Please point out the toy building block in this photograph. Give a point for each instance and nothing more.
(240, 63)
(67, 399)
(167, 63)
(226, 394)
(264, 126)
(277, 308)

** WHAT TO WORK ON **
Reproduce every line of the records above without changing anything.

** SOLUTION TO THIS TASK **
Please point out the toy building block in this photograph. Give a point for each instance and nothing more.
(240, 63)
(67, 399)
(167, 63)
(226, 394)
(264, 126)
(277, 308)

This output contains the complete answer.